# [課題 a]
下のデータ行のうち、「Category: the out-of-focus leaf」を含む行から最後の行までを、1行を1つの文字列とするJSONリストで表せ。空行は含めないこと。

# [抽出テキスト]
_ _ _
本―日露近代史2019年04月01日

  
麻田雅文/著『日露近代史 戦争と平和の百年』 講談社現代新書 (2018/4)
  
 新書本ながら、480ページの大書。
 明治以降、日本敗戦期までの日ソの政治関係史。日本の誰それが何をしたのか、どういう考えだったのか、と言うことが記述の中心。日露近代史全般が記載されているけれど、ページ数の多くは、日本の政治家の動向や日本の政治家の人間関係などが記述の中心で、私には今一つ興味が持てなかった。

本―牟田口廉也2019年04月02日

   
広中一成/著『牟田口廉也 「愚将」はいかにして生み出されたのか』 講談社新書 (2018/7)
  
 太平洋戦争中の最大の愚策として名高いインパール作戦を指揮した「愚将 牟田口廉也」の伝記。どうして、このような愚策にのめりこむような人が司令官になったのか。本書では、そのあたりの経緯を示している。
 表面的には、本書の記述で、日本軍の問題は十分に理解できるけれど、「そのような日本軍の問題点はどのようにして形成されたのか」との疑問が残った。
 日本軍最悪の愚将として有名な牟田口廉也が、インパール作戦でどれだけ愚策を続けたかについては、いくつもの本に記載されていて、よく知られたことだが、牟田口廉也のそれ以前について書かれた本は少ないので、本書に興味が持てる人も多いと思う。

本の紹介ーソ連史2019年04月03日

  
松戸清裕/著『ソ連史』筑摩書房 (2011/12)
  
 革命から崩壊までのソ連邦の歴史。主に、政治・国家・社会の歴史で、経済にも触れられているが、文化・文芸はほとんどない。
_ _ _
# [課題資料]
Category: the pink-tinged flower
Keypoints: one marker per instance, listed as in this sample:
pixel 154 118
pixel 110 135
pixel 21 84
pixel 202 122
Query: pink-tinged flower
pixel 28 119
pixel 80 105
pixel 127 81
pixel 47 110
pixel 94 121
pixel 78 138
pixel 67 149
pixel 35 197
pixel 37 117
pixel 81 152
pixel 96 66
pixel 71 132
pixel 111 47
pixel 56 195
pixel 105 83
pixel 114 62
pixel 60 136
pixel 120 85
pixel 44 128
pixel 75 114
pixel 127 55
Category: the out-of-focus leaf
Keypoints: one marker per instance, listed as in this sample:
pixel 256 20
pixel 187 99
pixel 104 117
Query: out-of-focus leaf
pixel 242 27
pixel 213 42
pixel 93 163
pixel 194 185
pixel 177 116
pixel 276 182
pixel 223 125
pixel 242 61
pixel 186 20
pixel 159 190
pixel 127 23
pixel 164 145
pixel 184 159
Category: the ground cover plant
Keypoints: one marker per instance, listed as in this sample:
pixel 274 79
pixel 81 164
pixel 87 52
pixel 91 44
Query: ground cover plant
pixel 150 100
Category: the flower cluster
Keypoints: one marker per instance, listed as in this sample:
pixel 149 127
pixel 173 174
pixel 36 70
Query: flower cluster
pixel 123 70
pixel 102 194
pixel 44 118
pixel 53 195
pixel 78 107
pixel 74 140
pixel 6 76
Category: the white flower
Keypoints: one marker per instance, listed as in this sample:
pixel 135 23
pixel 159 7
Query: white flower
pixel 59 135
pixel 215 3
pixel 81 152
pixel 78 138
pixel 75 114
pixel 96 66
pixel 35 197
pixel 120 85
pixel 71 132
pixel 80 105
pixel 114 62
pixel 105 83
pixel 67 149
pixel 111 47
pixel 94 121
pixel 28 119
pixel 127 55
_ _ _
# [課題 b]
上の書評について、次の記述がそれぞれ合っているかを「はい」か「いいえ」で答え、判断の決め手となる書評の語句を引用せよ。(i) 『日露近代史』は480ページある。(ii) 『ソ連史』は文化・文芸を詳しく扱っている。(iii) 牟田口廉也のインパール作戦以前について書かれた本は多い。

# [解答 a]
[
  "Category: the out-of-focus leaf",
  "Keypoints: one marker per instance, listed as in this sample:",
  "pixel 256 20",
  "pixel 187 99",
  "pixel 104 117",
  "Query: out-of-focus leaf",
  "pixel 242 27",
  "pixel 213 42",
  "pixel 93 163",
  "pixel 194 185",
  "pixel 177 116",
  "pixel 276 182",
  "pixel 223 125",
  "pixel 242 61",
  "pixel 186 20",
  "pixel 159 190",
  "pixel 127 23",
  "pixel 164 145",
  "pixel 184 159",
  "Category: the ground cover plant",
  "Keypoints: one marker per instance, listed as in this sample:",
  "pixel 274 79",
  "pixel 81 164",
  "pixel 87 52",
  "pixel 91 44",
  "Query: ground cover plant",
  "pixel 150 100",
  "Category: the flower cluster",
  "Keypoints: one marker per instance, listed as in this sample:",
  "pixel 149 127",
  "pixel 173 174",
  "pixel 36 70",
  "Query: flower cluster",
  "pixel 123 70",
  "pixel 102 194",
  "pixel 44 118",
  "pixel 53 195",
  "pixel 78 107",
  "pixel 74 140",
  "pixel 6 76",
  "Category: the white flower",
  "Keypoints: one marker per instance, listed as in this sample:",
  "pixel 135 23",
  "pixel 159 7",
  "Query: white flower",
  "pixel 59 135",
  "pixel 215 3",
  "pixel 81 152",
  "pixel 78 138",
  "pixel 75 114",
  "pixel 96 66",
  "pixel 35 197",
  "pixel 120 85",
  "pixel 71 132",
  "pixel 80 105",
  "pixel 114 62",
  "pixel 105 83",
  "pixel 67 149",
  "pixel 111 47",
  "pixel 94 121",
  "pixel 28 119",
  "pixel 127 55"
]

# [解答 b]
(i) はい。「新書本ながら、480ページの大書。」
(ii) いいえ。「文化・文芸はほとんどない。」
(iii) いいえ。「牟田口廉也のそれ以前について書かれた本は少ない」